▶ **ЗАДАНИЕ A**
По тексту о деле Алябьева ответьте на вопросы:
(i) Кто из докторов, занимавший должность декана медицинского факультета, поддержал Гильдебрандта?
(ii) Какого числа Алябьев и его товарищи были оправданы на совместном заседании судов?
(iii) Из-за чьего особого мнения решение суда не стало единогласным?
▶ **ЗАДАНИЕ B**
Подхватите текст о деле Алябьева и допишите продолжение, которое начнется сразу после его последнего предложения.

Для автора «Начальных оснований всеобщей патологии», представителя старой московской медицинской династии Ф. А. Гильдебрандта совершенно очевидно: смерть носила естественный характер и никаким насилием не сопровождалась. Мало того, Гильдебрандта неожиданно поддерживает декан медицинского факультета, самый знаменитый и уважаемый доктор Мудров, профессор патологии Медико-хирургической академии. Их доводы абсолютно убеждают даже Бенкендорфа.
23 октября 1825 года на совместном заседании I Департамента Московского уголовного суда и I Департамента Земского суда Алябьев и его товарищи были полностью оправданы за отсутствием состава преступления. Решение могло бы быть единогласным, если бы не особое мнение судьи Ивана Ивановича Пущина. Пусть не было убийства, пусть не было драки, достаточно (недоказанного!) факта карточной игры, чтобы четырех храбрейших офицеров, участников Отечественной войны 12-го года лишить чинов, орденов, дворянства с последующим зачислением в солдаты. Если же по ранениям или по возрасту былые ветераны для военной службы не годились, ее следовало заменить пожизненной ссылкой в Сибирь. По выражению биографа И. И. Пущина Натана Эйдельмана, Иван Иванович не терпел самого духа «гусарской вольницы». Как, впрочем, и вступивший на престол Николай I, подтвердивший в отношении Алябьева: невиновен, но «таких» следует держать как можно дальше от столиц.

▶ **ПРЕДОСТАВЛЕННЫЕ ЗАПИСИ**
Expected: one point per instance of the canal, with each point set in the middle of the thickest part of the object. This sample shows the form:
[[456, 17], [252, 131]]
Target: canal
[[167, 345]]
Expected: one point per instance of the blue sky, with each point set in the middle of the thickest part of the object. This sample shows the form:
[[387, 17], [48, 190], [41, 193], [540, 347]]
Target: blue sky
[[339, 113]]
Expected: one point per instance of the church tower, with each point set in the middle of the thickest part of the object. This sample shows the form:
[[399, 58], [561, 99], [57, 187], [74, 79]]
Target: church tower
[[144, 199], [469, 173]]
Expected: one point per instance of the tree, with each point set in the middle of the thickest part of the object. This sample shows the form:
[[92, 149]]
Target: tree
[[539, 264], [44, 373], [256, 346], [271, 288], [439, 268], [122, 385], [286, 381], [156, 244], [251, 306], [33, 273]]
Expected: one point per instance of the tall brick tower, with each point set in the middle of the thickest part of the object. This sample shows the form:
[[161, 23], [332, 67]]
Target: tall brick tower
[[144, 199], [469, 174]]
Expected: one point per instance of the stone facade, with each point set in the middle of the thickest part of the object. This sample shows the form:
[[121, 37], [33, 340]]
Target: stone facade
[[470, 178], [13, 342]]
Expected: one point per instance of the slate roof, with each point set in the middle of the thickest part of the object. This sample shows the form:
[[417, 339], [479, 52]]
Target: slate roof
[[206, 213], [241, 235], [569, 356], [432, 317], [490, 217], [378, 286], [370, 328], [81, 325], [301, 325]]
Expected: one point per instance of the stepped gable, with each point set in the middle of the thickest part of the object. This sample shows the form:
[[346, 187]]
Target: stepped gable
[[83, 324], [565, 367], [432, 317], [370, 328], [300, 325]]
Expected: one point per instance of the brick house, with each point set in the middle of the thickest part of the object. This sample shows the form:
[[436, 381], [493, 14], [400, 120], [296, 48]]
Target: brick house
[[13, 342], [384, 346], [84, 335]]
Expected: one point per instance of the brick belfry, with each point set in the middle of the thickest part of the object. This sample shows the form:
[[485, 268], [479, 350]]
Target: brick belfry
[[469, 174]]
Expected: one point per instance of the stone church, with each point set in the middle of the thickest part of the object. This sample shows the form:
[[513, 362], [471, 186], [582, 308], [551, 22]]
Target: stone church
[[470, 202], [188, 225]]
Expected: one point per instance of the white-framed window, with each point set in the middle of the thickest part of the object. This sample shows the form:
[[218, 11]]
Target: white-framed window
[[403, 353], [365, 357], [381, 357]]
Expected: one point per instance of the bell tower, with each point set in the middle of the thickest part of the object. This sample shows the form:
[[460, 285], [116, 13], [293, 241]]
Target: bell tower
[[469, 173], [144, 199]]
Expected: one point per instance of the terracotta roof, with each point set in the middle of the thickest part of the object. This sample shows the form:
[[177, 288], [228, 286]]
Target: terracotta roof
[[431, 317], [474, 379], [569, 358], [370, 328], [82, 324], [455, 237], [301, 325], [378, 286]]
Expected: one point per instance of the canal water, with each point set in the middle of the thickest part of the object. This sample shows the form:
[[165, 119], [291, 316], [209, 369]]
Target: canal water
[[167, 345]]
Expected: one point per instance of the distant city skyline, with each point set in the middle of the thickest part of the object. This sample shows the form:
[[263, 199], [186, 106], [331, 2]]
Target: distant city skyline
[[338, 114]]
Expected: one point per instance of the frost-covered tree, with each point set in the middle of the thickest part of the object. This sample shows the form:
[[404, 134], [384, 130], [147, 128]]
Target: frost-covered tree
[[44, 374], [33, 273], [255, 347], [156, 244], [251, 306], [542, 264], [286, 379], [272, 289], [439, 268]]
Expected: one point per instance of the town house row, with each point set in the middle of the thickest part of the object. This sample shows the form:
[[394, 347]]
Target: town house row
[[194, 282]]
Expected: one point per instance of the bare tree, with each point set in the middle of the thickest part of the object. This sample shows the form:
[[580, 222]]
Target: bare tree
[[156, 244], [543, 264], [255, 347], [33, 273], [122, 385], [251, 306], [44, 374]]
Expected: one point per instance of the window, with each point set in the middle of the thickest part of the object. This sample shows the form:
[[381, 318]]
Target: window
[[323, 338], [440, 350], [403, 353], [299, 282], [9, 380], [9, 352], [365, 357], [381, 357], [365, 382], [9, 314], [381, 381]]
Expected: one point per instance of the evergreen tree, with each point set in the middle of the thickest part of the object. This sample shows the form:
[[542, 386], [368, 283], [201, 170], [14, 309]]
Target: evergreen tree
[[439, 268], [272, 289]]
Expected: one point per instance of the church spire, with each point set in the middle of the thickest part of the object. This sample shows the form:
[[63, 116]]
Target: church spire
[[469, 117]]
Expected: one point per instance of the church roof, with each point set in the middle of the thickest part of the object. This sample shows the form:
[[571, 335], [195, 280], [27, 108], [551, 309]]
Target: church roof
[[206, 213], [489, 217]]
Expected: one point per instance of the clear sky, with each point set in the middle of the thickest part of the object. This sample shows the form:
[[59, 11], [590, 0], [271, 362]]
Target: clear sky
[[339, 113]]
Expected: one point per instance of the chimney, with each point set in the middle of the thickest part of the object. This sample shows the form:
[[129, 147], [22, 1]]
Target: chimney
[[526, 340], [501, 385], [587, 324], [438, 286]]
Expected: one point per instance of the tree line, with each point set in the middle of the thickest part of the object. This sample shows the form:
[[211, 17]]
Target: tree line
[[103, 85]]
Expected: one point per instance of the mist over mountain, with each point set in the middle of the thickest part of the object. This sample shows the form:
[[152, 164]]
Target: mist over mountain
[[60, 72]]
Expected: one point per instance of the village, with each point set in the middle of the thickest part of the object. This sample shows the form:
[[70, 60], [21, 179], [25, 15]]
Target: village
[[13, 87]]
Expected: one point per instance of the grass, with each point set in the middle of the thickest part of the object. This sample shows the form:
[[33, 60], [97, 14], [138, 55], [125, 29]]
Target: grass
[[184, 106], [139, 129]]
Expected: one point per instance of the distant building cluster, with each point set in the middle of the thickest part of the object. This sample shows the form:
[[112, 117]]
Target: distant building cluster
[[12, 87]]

▶ **ОТВЕТ A**
(i) Доктор Мудров.
(ii) 23 октября 1825 года.
(iii) Из-за особого мнения судьи Ивана Ивановича Пущина.

▶ **ОТВЕТ B**
Больше до конца своих дней автор «Соловья» не смог побывать у могил родителей в стенах Симонова монастыря.
Новоспасский монастырь
…Села наша лядиною (лесом) поростоша, и вели??ьство наша смирися; красота наша погыбе; богатство наше онемь в користь бысть; труд наш погании наел едоваша; земля наша иноплеменником в достояние бысть; в поношение быхомь живущиим въскраи земля нашея; в посмех быхом врагам нашим… зависть оумножилася, злоба преможе (одолела) ны, величанье взнесе ум наш, ненависть на другы вселися в сердца наша, несытовьство именья поработи ны; не дасть миловати ны сирот; не даст знати человеческого естества; но, акы зверье, жадают насытитися плоти, тако и мы жадаем и не престанем, абы всех погубити, а горкое то имение и кровавое к себе пограбити; зверье едши насыщаються, мы же насытитися не можем, того добывше, другого желаем.
Слово третье Серапиона Владимирского, епископа. 1274–1275 гг.
Один из древнейших в Москве по времени своего основания, один из самых «молодых» по сохранившемуся до наших дней облику – XVII–XVIII века и единственный по числу выпавших на его долю перемещений. Приставка «новый» появилась после последнего из них, относящегося к XV столетию. И к тому же высокочтимая домом Романовых родовая усыпальница, которой в советские годы довелось еще к тому же побывать «зоной» – концлагерем, рядом с которым, в главном соборе, долгие годы хранился научно-технический архив Москвы – десятки тысяч дел на каждую из московских построек.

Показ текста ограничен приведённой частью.